== Given passage ==
Stats Trek III: What is Normal, Anyway?

Written by Jessica Fry

This is the third installment of our Stats Trek series, where we talk about all things data! In the current series, we systematically dissect a paper from the scientific literature and discuss some of the things that we should consider when reading primary literature (i.e., peer-reviewed scientific articles that present original data from an experiment). Like all worthwhile skills, this takes practice! If you are new to this series, I recommend that you begin with the second installment here.

We will rejoin our paper by Sankey et al. (download it here) in the Materials & Methods section. The Materials & Methods are intended to allow a fellow scientist to understand how an experiment was done to the point of being able to replicate that experiment. We discussed the choice of certain experimental groups in our last installment, so now we will move on to experimental design.

Experiments have one simple goal: to reject or accept a hypothesis. A hypothesis is generally a falsifiable statement that can be turned into an IF/THEN statement. IF [HYPOTHESIS] THEN [EXPERIMENTAL RESULT]. This paper takes observations— that grooming lowers the heart rate of horses—and asks the question: Can grooming be used to promote bonding and facilitate learning, and how does this compare to a food reward? Strictly speaking, this is not the hypothesis. Open your paper and examine Figure 1 and the accompanying legend.  An acceptable hypothesis for the experiment presented in figure 1 would be “Horses learn as well when presented with a grooming reward as a food reward.” This is a falsifiable statement. Our experiment: IF horses learn faster when presented with a food reward rather than a grooming award THEN they will EXPERIMENTAL RESULT. So how do we set up the experiment to test this?

== Exercises ==
1. According to the Stats Trek passage, what is the one simple goal of experiments?
2. Please write out, word for word, the part of the Stats Trek passage from "Written by Jessica" up to and including "second installment here.".
The items are not needed for this work.

== Items ==

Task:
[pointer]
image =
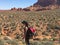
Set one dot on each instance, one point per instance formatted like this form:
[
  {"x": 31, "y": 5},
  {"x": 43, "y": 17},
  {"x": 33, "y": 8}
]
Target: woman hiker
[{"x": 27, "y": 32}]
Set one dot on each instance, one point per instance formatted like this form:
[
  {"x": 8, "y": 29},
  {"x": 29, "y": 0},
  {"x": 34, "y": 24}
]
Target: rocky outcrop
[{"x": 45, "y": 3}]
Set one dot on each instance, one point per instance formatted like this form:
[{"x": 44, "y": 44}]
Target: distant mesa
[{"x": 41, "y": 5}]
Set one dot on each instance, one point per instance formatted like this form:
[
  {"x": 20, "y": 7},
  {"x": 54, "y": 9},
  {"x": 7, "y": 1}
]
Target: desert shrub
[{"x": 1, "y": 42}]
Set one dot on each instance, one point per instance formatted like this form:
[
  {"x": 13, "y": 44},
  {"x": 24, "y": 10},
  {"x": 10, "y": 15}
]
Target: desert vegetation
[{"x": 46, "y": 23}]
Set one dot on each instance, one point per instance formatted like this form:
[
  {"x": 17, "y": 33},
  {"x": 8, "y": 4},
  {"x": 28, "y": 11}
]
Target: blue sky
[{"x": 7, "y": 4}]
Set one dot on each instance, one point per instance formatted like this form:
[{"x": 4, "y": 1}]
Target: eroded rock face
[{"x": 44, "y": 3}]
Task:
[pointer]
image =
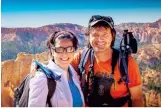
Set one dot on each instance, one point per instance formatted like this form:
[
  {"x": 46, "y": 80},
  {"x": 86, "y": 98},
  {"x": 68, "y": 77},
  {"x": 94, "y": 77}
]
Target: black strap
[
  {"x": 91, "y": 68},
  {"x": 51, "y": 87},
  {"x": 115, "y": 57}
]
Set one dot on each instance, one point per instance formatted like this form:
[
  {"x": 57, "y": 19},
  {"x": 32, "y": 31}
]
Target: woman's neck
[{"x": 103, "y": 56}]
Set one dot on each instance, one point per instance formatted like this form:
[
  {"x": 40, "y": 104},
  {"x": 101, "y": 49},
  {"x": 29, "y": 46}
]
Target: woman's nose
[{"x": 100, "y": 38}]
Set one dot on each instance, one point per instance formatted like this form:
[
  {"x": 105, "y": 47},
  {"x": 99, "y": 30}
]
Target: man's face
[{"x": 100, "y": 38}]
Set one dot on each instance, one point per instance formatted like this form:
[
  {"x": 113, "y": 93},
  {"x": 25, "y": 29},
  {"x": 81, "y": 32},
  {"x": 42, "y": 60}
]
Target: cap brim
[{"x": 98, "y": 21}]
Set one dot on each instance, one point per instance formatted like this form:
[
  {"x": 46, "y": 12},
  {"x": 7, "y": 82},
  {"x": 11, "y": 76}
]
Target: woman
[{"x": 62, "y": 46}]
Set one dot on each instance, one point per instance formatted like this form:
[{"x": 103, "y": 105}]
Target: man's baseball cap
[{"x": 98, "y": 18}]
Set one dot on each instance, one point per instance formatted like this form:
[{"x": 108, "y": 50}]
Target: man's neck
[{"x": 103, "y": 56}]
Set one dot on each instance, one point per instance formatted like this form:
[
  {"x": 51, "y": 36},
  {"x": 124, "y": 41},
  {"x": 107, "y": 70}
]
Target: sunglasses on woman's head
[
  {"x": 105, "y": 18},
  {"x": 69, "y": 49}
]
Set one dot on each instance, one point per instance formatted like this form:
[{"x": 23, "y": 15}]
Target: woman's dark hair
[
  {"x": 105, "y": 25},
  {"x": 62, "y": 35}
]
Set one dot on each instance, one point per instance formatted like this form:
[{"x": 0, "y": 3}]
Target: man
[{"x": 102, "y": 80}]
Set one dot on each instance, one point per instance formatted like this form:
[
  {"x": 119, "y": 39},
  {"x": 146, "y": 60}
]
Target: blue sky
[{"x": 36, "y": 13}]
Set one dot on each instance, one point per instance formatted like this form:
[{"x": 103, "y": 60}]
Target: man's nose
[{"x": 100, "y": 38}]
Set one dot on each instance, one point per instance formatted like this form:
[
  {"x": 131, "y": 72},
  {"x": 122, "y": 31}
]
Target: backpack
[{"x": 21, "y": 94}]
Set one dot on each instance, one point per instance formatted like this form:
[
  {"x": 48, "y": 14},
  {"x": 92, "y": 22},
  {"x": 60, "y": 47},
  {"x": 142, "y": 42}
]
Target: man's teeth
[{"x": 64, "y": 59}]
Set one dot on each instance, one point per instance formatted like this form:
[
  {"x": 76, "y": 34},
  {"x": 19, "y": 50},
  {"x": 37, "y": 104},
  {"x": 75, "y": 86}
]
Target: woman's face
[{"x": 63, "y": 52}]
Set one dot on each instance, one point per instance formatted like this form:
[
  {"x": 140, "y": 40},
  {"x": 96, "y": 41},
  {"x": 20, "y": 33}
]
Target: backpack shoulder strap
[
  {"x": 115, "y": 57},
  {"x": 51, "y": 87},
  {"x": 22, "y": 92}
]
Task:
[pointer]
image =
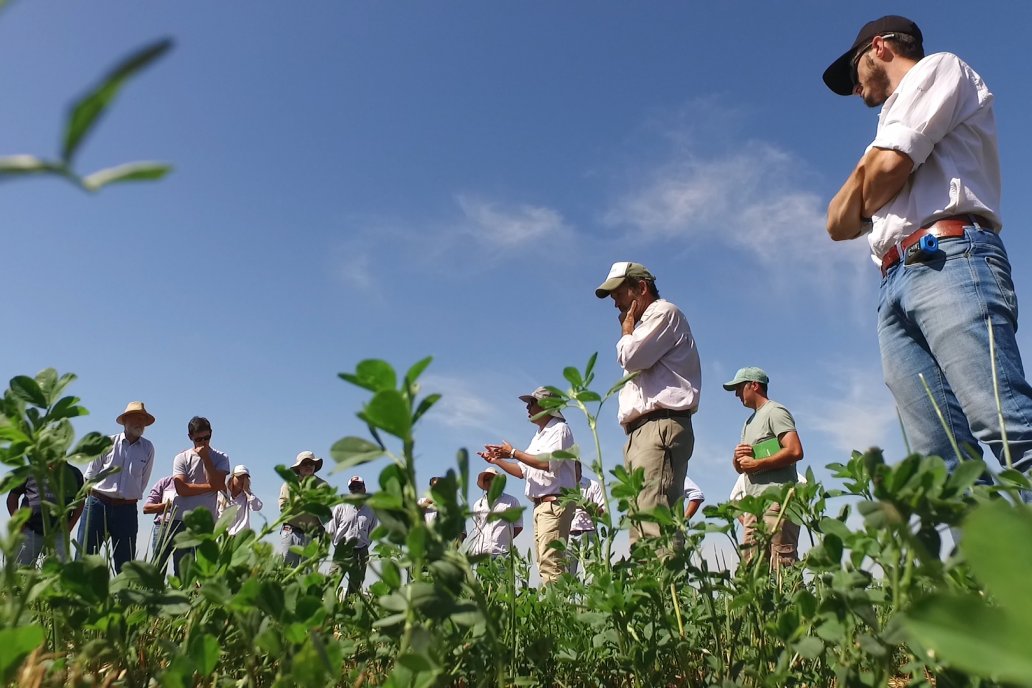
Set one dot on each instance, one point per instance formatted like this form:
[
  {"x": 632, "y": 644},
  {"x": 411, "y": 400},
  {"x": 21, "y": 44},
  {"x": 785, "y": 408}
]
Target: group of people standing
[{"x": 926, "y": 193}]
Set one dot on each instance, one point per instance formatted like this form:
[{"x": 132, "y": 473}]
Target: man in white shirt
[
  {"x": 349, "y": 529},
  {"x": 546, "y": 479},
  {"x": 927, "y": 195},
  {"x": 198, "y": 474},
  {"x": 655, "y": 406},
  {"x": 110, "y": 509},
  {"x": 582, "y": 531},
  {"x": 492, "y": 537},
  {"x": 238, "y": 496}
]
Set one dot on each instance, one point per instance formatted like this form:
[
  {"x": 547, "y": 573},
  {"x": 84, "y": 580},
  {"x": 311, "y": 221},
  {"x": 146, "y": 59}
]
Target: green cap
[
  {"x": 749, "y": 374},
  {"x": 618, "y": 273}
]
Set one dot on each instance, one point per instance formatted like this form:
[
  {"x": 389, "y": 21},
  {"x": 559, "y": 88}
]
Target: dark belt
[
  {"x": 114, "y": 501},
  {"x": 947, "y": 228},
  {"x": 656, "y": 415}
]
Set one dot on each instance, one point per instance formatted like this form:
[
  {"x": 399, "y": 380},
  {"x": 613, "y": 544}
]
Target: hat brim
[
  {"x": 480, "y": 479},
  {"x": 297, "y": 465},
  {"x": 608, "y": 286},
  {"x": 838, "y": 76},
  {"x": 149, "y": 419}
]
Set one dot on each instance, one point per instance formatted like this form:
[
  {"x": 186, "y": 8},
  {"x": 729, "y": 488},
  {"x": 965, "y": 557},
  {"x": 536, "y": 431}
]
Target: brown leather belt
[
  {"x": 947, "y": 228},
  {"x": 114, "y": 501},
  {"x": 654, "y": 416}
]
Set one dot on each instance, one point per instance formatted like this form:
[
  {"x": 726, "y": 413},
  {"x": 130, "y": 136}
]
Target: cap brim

== Solutions for each task ==
1. To reject or accept a hypothesis.

2.
Written by Jessica Fry

This is the third installment of our Stats Trek series, where we talk about all things data! In the current series, we systematically dissect a paper from the scientific literature and discuss some of the things that we should consider when reading primary literature (i.e., peer-reviewed scientific articles that present original data from an experiment). Like all worthwhile skills, this takes practice! If you are new to this series, I recommend that you begin with the second installment here.